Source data

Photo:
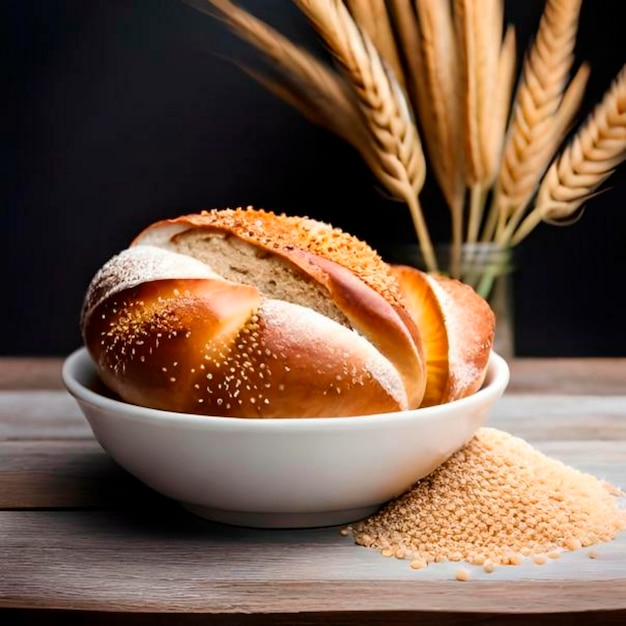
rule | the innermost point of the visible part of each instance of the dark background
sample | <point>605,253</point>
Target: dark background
<point>121,112</point>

### Exercise details
Extract every line of the records above word for word, omitting the pictures.

### Solution to this exercise
Photo:
rule | the innermost point of the visible part of each instance of the dark background
sample | <point>605,253</point>
Target: dark background
<point>121,112</point>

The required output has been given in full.